··· Article ···

Nicolas Pierre Jean Lhernould (born 23 March 1975) is a French-born priest of the Catholic Church who has been appointed Bishop of Constantine, Algeria.

Biography
Nicolas Lhernould was born on 23 March 1975 in Courbevoie, on the outskirts of Paris. He attended the Lycée Sainte-Marie in Neuilly and made his first trip to Tunisia as part of group of young teachers. He obtained a licentiate in sociology from the University of Paris-Nanterre in 1995 and a master's degree in econometrics in 1996, and then a degree in social sciences from the École Normale Supérieure de Cachan in 1997. He then taught mathematics in Tunisia for two years.

In 1999, he entered the Pontifical French Seminary in Rome representing the Archdiocese of Tunis. He was ordained a priest of the Archdiocese of Tunis on 22 May 2004. He completed his theological studies, he obtained, a bachelor's degree in theology at the Pontifical Gregorian University in 2003 and a licenciate in sciences and patristic theology at the Patristic Institute Augustinianum in 2006, writing a study of the sermons of Fulgentius of Ruspe.

··· Rows ···

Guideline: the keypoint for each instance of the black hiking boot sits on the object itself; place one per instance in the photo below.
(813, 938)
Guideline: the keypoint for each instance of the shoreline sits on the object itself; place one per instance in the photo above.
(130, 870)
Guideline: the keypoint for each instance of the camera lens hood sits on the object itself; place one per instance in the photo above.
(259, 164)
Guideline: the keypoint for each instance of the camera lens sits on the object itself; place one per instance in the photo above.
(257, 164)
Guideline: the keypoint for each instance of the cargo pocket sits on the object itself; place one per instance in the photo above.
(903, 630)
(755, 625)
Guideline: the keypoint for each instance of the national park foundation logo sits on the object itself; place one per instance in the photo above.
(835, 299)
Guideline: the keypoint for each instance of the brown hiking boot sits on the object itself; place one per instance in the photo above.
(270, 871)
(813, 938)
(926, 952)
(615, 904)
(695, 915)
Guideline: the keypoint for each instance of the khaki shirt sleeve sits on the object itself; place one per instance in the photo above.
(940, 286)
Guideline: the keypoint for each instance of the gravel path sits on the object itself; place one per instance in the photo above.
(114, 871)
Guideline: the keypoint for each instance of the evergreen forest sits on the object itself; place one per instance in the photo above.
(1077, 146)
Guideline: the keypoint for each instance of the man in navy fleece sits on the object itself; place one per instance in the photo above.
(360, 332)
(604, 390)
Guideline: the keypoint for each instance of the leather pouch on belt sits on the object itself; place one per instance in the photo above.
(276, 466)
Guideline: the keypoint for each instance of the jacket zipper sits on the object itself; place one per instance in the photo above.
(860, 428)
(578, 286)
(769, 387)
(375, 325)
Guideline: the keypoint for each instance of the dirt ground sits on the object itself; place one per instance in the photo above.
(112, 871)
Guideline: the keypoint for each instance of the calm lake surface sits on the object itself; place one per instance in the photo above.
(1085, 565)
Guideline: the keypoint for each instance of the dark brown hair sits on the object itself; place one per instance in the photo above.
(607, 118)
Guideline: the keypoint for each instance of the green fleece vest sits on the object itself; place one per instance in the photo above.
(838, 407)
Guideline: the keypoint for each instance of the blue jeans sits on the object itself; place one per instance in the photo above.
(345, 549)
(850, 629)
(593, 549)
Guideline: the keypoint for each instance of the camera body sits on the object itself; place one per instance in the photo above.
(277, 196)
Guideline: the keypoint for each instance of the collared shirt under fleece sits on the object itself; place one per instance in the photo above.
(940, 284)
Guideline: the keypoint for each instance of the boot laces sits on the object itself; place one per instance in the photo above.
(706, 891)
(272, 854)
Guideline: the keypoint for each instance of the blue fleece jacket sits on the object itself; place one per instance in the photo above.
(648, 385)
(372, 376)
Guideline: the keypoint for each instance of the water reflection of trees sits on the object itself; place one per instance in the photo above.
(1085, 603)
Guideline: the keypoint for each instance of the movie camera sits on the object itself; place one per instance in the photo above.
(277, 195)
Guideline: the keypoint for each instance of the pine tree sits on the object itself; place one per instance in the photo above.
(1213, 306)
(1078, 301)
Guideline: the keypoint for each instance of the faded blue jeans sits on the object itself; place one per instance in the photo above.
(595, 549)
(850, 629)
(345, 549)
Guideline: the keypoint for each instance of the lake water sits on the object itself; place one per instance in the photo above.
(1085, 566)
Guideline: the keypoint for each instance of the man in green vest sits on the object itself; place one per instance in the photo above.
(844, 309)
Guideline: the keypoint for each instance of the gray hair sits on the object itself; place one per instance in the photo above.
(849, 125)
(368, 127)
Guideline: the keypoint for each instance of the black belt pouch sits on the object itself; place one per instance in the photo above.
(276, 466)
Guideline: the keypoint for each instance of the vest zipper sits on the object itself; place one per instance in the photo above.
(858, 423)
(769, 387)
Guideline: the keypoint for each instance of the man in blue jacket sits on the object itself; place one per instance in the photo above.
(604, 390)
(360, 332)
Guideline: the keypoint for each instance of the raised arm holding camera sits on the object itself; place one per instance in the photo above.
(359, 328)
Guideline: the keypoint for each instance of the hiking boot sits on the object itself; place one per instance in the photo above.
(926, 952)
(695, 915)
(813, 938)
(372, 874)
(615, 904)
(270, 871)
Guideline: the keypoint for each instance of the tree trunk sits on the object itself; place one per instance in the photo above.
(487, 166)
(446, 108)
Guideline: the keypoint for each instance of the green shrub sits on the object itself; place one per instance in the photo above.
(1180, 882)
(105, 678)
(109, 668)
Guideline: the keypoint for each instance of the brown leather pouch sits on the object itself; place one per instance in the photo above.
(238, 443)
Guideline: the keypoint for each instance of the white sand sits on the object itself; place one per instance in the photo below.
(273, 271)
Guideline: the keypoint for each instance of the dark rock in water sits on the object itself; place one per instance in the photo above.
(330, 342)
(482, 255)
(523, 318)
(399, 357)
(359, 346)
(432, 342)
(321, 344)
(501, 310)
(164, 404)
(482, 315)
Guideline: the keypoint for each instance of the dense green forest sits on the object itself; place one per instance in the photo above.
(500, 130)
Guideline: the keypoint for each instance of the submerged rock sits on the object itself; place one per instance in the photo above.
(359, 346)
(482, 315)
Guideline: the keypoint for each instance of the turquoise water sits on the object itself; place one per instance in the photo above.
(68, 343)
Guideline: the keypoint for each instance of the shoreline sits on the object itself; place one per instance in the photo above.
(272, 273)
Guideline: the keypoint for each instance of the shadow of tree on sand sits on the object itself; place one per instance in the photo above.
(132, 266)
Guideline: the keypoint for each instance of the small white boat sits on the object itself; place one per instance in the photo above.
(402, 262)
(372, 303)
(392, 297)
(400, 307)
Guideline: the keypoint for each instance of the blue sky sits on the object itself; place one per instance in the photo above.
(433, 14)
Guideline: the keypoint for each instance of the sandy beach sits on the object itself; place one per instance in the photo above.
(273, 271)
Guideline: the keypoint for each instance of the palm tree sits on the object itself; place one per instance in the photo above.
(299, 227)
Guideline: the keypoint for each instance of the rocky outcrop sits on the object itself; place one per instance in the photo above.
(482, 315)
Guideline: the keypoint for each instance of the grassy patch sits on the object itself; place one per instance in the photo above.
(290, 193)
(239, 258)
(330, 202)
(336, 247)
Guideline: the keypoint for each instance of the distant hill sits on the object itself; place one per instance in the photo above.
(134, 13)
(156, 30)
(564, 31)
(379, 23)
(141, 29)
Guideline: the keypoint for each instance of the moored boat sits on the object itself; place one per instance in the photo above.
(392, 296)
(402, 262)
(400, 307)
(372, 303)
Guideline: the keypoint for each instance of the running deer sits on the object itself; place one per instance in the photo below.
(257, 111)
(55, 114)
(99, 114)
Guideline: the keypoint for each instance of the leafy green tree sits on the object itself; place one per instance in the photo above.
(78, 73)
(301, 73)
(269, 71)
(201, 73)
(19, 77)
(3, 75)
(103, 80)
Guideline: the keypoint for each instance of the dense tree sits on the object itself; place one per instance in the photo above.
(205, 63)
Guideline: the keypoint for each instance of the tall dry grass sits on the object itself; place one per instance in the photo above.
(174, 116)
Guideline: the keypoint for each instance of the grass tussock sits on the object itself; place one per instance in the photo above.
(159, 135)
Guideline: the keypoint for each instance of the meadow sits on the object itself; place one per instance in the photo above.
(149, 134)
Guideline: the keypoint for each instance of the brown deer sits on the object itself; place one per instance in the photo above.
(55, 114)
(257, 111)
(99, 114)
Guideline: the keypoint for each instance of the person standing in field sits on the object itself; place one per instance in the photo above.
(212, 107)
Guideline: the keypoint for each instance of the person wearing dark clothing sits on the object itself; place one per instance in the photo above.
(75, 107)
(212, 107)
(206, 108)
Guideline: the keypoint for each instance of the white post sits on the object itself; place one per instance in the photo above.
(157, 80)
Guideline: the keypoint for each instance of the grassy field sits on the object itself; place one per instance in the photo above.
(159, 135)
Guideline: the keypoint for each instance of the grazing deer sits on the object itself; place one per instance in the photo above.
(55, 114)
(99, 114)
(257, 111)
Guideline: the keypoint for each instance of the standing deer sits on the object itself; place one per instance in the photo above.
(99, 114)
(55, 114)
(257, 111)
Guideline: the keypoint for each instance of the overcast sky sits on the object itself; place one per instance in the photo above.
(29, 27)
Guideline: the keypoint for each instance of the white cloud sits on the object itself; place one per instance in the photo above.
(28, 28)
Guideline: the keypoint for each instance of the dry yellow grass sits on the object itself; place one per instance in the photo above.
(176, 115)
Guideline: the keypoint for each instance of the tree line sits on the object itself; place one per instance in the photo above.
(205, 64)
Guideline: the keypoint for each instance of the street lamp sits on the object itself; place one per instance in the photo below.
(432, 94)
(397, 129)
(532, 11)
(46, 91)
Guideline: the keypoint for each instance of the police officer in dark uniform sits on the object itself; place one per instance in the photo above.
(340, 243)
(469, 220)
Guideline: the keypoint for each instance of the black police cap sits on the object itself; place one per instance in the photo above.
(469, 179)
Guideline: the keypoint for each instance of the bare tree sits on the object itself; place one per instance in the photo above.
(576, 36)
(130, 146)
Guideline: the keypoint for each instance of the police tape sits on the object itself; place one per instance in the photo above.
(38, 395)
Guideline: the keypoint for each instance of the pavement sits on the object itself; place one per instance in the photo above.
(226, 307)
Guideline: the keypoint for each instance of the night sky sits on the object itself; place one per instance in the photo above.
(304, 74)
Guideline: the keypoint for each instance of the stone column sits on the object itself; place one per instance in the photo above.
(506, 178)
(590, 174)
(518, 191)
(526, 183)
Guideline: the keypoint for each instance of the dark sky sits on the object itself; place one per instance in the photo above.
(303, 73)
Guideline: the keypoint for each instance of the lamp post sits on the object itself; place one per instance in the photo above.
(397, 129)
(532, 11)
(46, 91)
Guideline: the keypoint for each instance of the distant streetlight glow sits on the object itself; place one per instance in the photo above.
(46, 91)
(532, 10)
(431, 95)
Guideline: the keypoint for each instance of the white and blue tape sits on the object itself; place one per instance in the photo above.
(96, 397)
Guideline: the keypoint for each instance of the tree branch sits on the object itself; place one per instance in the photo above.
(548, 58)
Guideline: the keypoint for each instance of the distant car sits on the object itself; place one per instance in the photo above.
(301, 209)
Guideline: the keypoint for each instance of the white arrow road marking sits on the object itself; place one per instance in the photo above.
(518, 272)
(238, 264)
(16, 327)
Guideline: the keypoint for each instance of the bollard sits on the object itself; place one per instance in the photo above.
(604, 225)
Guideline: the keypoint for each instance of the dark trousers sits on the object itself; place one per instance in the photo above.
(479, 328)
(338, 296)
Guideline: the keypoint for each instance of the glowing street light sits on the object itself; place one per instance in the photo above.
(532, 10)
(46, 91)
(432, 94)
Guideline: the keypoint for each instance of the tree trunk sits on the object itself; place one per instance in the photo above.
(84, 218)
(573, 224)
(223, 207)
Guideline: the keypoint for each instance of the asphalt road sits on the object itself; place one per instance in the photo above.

···

▸ **Challenges**
- a) Please write out the Nicolas Lhernould article word for word, everything from "Nicolas Pierre Jean" down to "for two years.".
- b) According to the Nicolas Lhernould article, in what town was he born?

▸ **In response**
- a)
Nicolas Pierre Jean Lhernould (born 23 March 1975) is a French-born priest of the Catholic Church who has been appointed Bishop of Constantine, Algeria.

Biography
Nicolas Lhernould was born on 23 March 1975 in Courbevoie, on the outskirts of Paris. He attended the Lycée Sainte-Marie in Neuilly and made his first trip to Tunisia as part of group of young teachers. He obtained a licentiate in sociology from the University of Paris-Nanterre in 1995 and a master's degree in econometrics in 1996, and then a degree in social sciences from the École Normale Supérieure de Cachan in 1997. He then taught mathematics in Tunisia for two years.

- b) Courbevoie, on the outskirts of Paris.